---------- Data supplied

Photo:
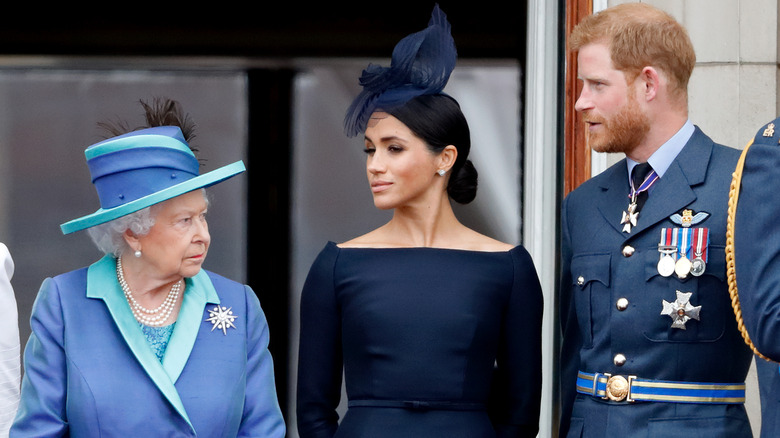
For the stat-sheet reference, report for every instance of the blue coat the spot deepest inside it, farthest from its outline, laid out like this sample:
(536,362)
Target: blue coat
(601,264)
(757,264)
(89,371)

--------------------

▶ _What the exercise asks_
Find the line that contains "For the stat-sheet". Restate it and all lines after it exactly, ending with the final line of the data.

▶ _Written solution_
For the stat-sheet reference, report for every instance of the blue coat the spot deepest inside it, farthest from its outline, laid out like this sample:
(536,362)
Target: blue coat
(601,264)
(757,264)
(89,371)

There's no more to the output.